= What you have to do =
Rewrite the entries from the start through the line containing "179), (147, 183)]", swapping "car headlight" for "headlamp" and keeping everything else unchanged. Leave the pictures out of your answer.

= Supplied records =
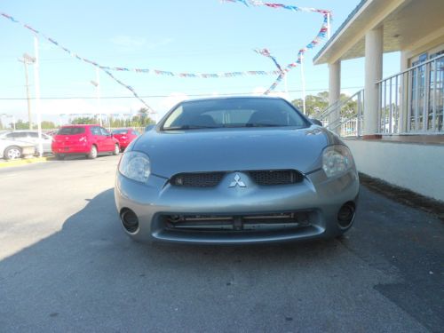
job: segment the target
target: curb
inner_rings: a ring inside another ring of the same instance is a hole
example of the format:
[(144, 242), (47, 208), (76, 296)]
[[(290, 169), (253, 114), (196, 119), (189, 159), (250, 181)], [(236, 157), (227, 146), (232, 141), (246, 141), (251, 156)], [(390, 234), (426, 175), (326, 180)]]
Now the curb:
[(1, 161), (0, 168), (26, 165), (32, 163), (41, 163), (47, 161), (52, 161), (53, 157), (32, 157), (32, 158), (22, 158), (20, 160), (11, 160), (11, 161)]

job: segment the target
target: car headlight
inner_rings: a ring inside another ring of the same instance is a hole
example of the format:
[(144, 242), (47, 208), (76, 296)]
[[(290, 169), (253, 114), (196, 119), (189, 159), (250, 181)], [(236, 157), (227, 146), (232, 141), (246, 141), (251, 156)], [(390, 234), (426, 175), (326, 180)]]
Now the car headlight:
[(353, 165), (352, 153), (345, 146), (330, 146), (322, 153), (322, 169), (329, 178), (346, 171)]
[(151, 173), (148, 156), (134, 151), (123, 154), (119, 163), (119, 172), (130, 179), (147, 183)]

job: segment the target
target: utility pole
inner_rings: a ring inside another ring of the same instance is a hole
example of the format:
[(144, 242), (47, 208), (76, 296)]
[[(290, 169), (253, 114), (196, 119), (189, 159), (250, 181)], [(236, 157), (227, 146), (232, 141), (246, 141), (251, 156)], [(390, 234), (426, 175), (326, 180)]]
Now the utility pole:
[(302, 109), (304, 115), (308, 115), (305, 110), (305, 75), (304, 74), (304, 55), (301, 55), (300, 68), (301, 68), (301, 82), (302, 82)]
[(38, 37), (34, 35), (34, 54), (36, 55), (36, 63), (34, 65), (34, 83), (36, 86), (36, 113), (37, 115), (37, 131), (38, 131), (38, 155), (42, 157), (44, 147), (42, 145), (42, 115), (40, 104), (40, 75), (39, 75), (39, 57), (38, 57)]
[(31, 57), (28, 53), (23, 53), (23, 59), (19, 59), (20, 62), (22, 62), (25, 66), (25, 80), (27, 87), (27, 101), (28, 101), (28, 123), (29, 123), (29, 130), (32, 130), (32, 117), (31, 117), (31, 98), (29, 95), (29, 79), (28, 75), (28, 65), (34, 64), (36, 62), (36, 58)]

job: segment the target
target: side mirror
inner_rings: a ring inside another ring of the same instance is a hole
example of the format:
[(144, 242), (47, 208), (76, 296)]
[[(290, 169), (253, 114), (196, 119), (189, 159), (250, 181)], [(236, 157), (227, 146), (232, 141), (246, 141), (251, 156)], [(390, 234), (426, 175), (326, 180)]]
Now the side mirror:
[(321, 121), (318, 119), (310, 118), (310, 122), (312, 122), (315, 125), (322, 126), (322, 123), (321, 123)]
[(155, 125), (154, 124), (151, 124), (151, 125), (147, 125), (146, 128), (145, 128), (145, 131), (151, 131), (155, 128)]

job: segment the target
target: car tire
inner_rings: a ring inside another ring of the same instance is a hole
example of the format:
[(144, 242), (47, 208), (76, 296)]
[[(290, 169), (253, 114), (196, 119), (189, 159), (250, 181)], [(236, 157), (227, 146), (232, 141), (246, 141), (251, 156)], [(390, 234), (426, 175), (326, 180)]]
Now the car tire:
[(88, 158), (90, 160), (93, 160), (97, 157), (97, 147), (92, 145), (91, 147), (91, 151), (90, 151), (90, 154), (88, 154)]
[(21, 148), (17, 146), (10, 146), (4, 149), (4, 157), (5, 160), (15, 160), (21, 157)]
[(114, 147), (113, 155), (117, 155), (119, 154), (120, 154), (120, 147), (119, 147), (119, 145), (115, 144), (115, 147)]

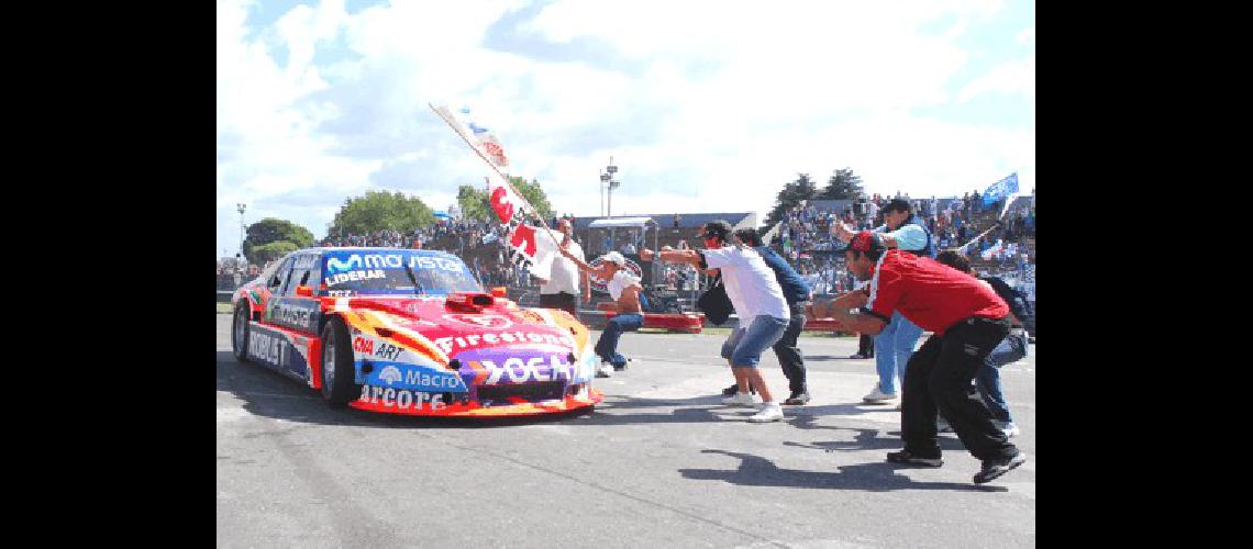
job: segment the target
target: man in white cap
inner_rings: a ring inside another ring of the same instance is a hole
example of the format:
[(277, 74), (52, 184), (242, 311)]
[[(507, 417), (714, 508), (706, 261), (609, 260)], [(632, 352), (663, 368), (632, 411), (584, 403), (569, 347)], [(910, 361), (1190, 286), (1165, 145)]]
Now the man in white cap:
[(644, 286), (640, 285), (638, 278), (623, 269), (623, 265), (626, 264), (626, 258), (616, 251), (603, 255), (600, 265), (595, 268), (583, 263), (580, 258), (569, 250), (563, 249), (561, 255), (565, 255), (579, 269), (588, 271), (600, 280), (605, 280), (609, 295), (616, 301), (618, 314), (609, 319), (609, 323), (605, 324), (605, 331), (596, 340), (596, 355), (600, 356), (600, 370), (596, 371), (596, 376), (608, 378), (610, 365), (613, 365), (614, 371), (625, 370), (629, 359), (618, 353), (618, 338), (624, 331), (635, 331), (644, 325), (643, 308), (639, 305), (639, 291)]

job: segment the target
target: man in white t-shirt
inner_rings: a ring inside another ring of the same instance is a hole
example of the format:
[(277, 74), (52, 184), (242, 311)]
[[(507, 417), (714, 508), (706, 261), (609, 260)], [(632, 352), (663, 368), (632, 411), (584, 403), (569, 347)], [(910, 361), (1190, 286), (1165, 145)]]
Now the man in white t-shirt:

= Task answer =
job: segment the target
target: curb
inner_rings: a ring inside another ring of the same instance is a hole
example of the format:
[(144, 242), (47, 208), (76, 296)]
[[(290, 169), (253, 114), (196, 119), (189, 159), (250, 181)], [(236, 157), (227, 146), (232, 141), (246, 141), (251, 156)], [(390, 234), (426, 175), (326, 180)]]
Now the curb:
[(1, 161), (0, 168), (26, 165), (32, 163), (41, 163), (47, 161), (52, 161), (53, 157), (32, 157), (32, 158), (22, 158), (20, 160), (11, 160), (11, 161)]

job: segment the target
target: headlamp
inner_rings: a ring inside another ring of the same instance is a hole
example of the format:
[(144, 242), (47, 208), (76, 296)]
[[(290, 169), (253, 114), (196, 119), (189, 159), (250, 181)], [(236, 157), (227, 146), (232, 141), (246, 141), (251, 156)], [(390, 234), (426, 175), (326, 180)]]
Now the headlamp:
[(353, 165), (352, 153), (345, 146), (330, 146), (322, 153), (322, 169), (329, 178), (346, 171)]
[(151, 173), (148, 156), (134, 151), (123, 154), (119, 163), (119, 172), (130, 179), (147, 183)]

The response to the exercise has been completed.